▶ _SOURCE EXTRACT_:
= Beginning of Section =

COFFIN'S GHOST by Gwendoline Butler
A Commander John Coffin Mystery
Thomas Dunne, St. Martin's Minotaur 1999/December 2001 (U.S.)
Newly out of the hospital, commander John Coffin of London's mythical Second City police is confronted with a woman's severed arms and legs outside his former home. His thoughts turn to long abandoned affair--could the limbs belong to the woman? When a second women is murdered, Coffin begins to suspect his wife's friends. Yet with all of the police force at his disposal, no one seems to be able to find a real clue, or discover any reason why these attacks are happening now.
Author Gwendoline Butler (see more BooksForABuck.com reviews of mysteries by Butler) does a fine job setting the scene in the 'second city' of London--a city of abandoned warehouses, crime, and poverty, with just the beginning of gentrification brought on by the theater. American readers may find Butler's Englishisms occasionally difficult to follow (although occasionally amusing--I especially enjoyed the police secretary with the pot plant (perhaps potted plant) on her desk).
With multiple murders, a dismembered woman and a decapitated cat, COFFIN'S GHOST should have been a fast-moving adventure. Instead, Butler's writing moves at a ponderous pace, leaving the reader both confused about where the plot is going and lethargic to find out. Coffin's regret over his affair seems more based on his fear of his wife's reaction to it than any realization that he made a mistake, and his treatment of the abandoned mistress is difficult to view sympathetically.

= End of Section =

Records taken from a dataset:

= Beginning of Section =

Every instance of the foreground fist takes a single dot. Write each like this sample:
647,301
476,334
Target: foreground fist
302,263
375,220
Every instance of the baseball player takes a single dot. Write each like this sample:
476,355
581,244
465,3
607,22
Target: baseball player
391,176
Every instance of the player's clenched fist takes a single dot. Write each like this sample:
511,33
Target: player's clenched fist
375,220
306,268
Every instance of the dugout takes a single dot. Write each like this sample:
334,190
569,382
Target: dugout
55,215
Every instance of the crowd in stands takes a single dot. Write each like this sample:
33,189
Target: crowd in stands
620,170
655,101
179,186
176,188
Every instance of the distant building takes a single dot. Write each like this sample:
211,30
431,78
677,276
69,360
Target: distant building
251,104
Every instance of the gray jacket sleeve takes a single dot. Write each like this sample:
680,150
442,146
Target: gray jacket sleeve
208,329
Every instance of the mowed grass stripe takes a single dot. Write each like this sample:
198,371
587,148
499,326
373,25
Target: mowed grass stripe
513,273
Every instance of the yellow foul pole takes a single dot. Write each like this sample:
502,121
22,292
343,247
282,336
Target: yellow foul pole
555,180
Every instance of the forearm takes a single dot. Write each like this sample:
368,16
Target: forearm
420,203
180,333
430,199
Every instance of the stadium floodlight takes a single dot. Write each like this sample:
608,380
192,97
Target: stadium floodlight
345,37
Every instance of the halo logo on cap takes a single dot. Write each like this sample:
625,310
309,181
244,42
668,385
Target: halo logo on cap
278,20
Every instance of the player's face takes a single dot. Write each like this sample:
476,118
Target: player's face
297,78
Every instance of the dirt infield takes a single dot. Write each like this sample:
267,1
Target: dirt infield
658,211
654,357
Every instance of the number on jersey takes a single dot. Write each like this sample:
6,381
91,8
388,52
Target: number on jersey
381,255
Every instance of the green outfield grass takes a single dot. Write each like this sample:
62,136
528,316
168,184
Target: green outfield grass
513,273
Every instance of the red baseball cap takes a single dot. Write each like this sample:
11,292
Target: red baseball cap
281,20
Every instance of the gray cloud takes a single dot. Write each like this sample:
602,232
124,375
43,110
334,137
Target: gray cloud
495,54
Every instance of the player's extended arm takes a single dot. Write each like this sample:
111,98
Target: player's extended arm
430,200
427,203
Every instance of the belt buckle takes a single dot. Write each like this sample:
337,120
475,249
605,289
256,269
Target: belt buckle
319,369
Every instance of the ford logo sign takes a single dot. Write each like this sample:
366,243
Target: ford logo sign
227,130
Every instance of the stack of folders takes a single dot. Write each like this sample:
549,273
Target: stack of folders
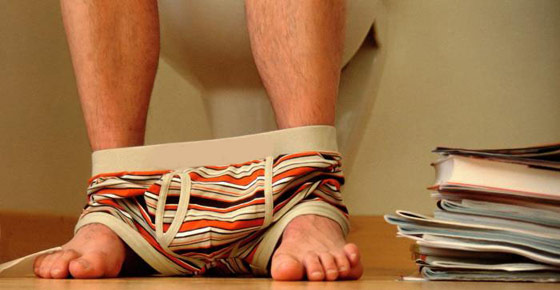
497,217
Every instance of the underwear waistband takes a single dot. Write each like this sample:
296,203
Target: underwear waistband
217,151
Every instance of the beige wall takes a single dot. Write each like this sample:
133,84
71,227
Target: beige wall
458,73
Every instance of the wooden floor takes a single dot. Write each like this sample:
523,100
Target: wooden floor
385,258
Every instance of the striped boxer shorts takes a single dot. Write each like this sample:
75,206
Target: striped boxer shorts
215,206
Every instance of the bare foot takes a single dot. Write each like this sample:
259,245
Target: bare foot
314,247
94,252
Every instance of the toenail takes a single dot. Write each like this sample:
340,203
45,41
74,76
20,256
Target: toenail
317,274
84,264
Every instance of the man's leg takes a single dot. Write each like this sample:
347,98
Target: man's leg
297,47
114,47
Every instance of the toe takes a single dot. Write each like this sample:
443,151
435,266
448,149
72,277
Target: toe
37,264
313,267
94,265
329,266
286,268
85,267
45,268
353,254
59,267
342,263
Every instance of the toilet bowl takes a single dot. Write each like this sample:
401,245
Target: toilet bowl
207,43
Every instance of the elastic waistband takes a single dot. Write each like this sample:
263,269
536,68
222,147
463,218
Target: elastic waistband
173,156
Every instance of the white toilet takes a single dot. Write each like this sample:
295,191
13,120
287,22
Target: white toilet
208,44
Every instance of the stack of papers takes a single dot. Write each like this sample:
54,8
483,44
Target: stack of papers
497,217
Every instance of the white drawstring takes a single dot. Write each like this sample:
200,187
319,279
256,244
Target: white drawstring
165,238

= End of Section =
= Beginning of Section =

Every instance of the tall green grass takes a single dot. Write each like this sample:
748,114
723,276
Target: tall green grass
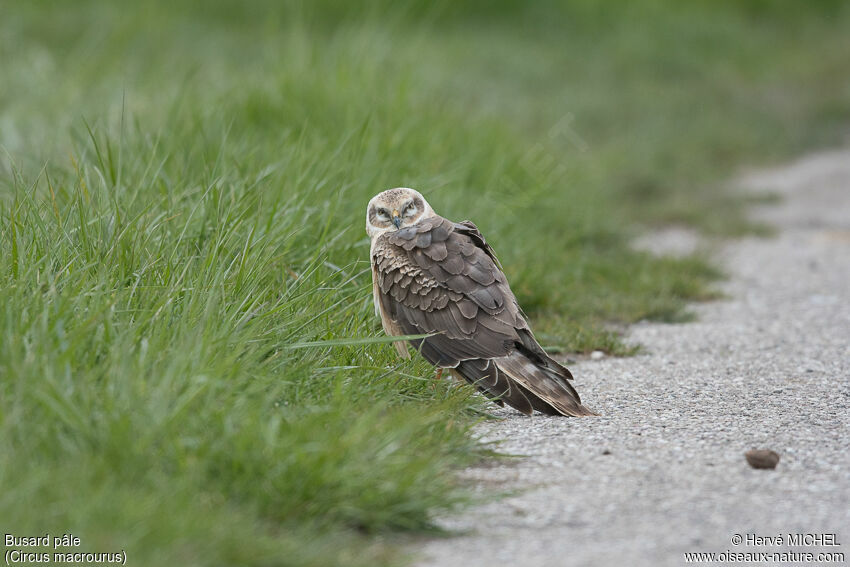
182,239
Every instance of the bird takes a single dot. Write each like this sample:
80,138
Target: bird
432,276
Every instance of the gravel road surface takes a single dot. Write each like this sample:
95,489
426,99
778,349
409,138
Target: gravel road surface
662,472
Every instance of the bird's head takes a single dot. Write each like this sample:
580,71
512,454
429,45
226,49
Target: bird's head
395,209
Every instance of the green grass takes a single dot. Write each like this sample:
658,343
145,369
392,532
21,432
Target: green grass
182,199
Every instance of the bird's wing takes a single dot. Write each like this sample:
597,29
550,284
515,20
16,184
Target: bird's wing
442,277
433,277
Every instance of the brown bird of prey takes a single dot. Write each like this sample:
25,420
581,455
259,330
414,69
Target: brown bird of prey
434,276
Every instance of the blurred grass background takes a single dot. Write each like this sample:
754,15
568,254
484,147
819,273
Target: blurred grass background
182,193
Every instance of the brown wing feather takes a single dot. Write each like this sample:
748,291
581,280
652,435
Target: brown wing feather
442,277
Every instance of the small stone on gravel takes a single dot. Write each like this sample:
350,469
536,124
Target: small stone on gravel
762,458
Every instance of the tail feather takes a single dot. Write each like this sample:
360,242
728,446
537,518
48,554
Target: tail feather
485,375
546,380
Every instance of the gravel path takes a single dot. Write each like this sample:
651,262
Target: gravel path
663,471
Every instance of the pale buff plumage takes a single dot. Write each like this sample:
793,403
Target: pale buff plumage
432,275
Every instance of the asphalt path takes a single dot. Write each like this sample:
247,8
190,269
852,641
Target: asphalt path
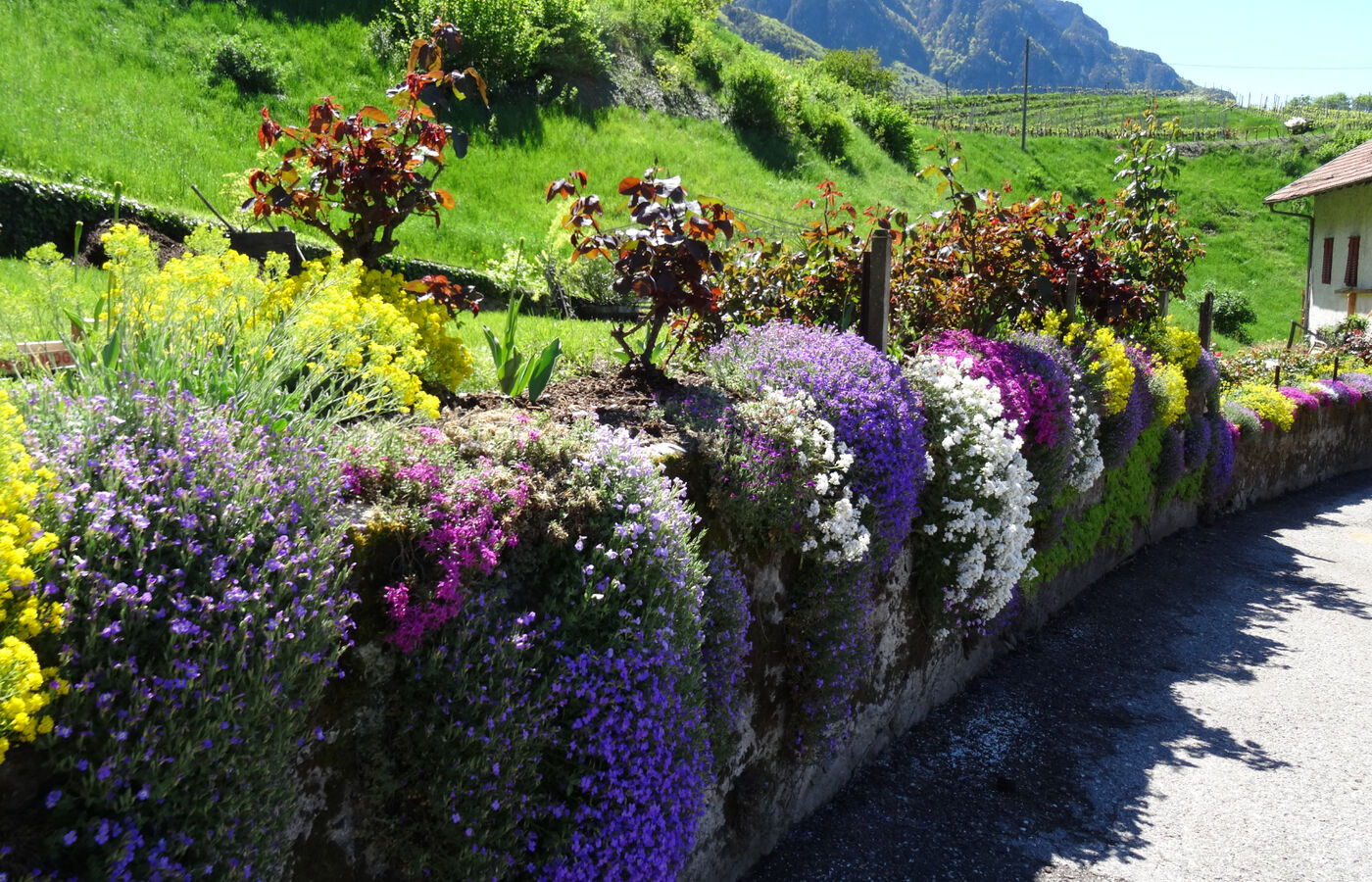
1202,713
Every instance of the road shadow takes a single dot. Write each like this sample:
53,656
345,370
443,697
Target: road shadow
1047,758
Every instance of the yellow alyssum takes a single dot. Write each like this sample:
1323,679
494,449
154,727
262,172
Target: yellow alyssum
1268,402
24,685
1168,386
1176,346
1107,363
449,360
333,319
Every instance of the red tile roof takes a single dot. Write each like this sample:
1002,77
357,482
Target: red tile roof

= End of Section =

▶ _WHAT THIS EXERCISE ASKS_:
a) Translate the following sentence from the book review into Spanish: "With multiple murders, a dismembered woman and a decapitated cat, COFFIN'S GHOST should have been a fast-moving adventure."
b) In the book review, the 'second city' of London is called "a city of" certain things. List all of them.

▶ _SOLUTIONS IN ORDER_:
a) Con múltiples asesinatos, una mujer desmembrada y un gato decapitado, COFFIN'S GHOST debería haber sido una aventura trepidante.

b)
- abandoned warehouses
- crime
- poverty